### PAGE EXCERPT
⁂

Quad ESL-57 Electrostatic Speaker Review, Specs and Price

Quad ESL-57 speaker review 1959
The Quad ESL 57 (1957)

The Quad ESL-057: World’s Best? In 1936, Peter Walker founded a company later to be known as the Acoustical Manufacturing Company. They produced portable public address systems and a hefty loudspeaker set-up the size of a bookcase. The company also manufactured an acoustical amplifier that fit into a suitcase-sized case. In 1956, just twenty years after founding the company, and in the midst of HiFi record popularity, Walker introduced the Quad ESL-57 (electrostatic loudspeaker). The design was radical, incorporating panels sandwiching an ultra-thin sheet of PET film. The sound produced was lifelike and the unit sold for about 54 pounds (around eighty US dollars). The ESL was the world´s first full-range electrostatic loudspeaker. After 500 were produced, the design was modified to accommodate the appearance of stereo records. In 1959 the ESL-57 was licensed to the German Braun Company and sold in Germany as “Braun LE1”.  In the 25 years of its production, 60,000 Quads were sold.

Quad ESL-57 Review

The Quad has a cultish following, so even now many prefer it to modern speakers. The speaker makes no noise on its own, and that is a plus; what you hear is the pure recording. Quads respond well over a wide range of frequencies, though it is at its best at mid-range and treble.

⁂

### GIVEN PROBLEM 1
Write out everything from "Quad ESL-57 Review" down to "mid-range and treble." in the Quad speaker review, replacing "cultish following" with "loyal following".

### MATERIAL FOR THE TASK

⁂

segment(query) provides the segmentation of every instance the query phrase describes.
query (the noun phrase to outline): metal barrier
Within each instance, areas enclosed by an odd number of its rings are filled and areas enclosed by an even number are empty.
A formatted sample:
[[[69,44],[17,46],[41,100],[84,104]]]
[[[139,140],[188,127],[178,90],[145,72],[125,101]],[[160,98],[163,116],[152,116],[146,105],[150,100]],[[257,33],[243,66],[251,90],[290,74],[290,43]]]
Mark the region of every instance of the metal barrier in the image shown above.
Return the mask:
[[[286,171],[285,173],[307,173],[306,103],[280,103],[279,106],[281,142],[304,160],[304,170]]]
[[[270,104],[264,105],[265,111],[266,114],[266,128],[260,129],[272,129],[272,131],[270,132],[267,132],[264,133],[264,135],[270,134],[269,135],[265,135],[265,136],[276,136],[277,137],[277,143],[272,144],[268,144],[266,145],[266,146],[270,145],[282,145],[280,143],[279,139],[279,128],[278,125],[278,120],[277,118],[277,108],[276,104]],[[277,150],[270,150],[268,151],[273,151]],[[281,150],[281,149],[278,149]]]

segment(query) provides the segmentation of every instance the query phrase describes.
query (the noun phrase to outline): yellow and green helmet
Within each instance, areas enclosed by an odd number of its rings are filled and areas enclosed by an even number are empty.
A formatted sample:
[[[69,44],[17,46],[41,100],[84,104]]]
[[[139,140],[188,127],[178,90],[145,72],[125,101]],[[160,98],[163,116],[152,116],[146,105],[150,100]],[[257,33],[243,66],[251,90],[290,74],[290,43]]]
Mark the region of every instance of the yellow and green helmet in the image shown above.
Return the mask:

⁂

### GIVEN PROBLEM 2
Identify each line in the entries that contains the word "noun", matching case exactly, and copy those lines.

### TASK RESULT 1
Quad ESL-57 Review

The Quad has a loyal following, so even now many prefer it to modern speakers. The speaker makes no noise on its own, and that is a plus; what you hear is the pure recording. Quads respond well over a wide range of frequencies, though it is at its best at mid-range and treble.

### TASK RESULT 2
query (the noun phrase to outline): metal barrier
query (the noun phrase to outline): yellow and green helmet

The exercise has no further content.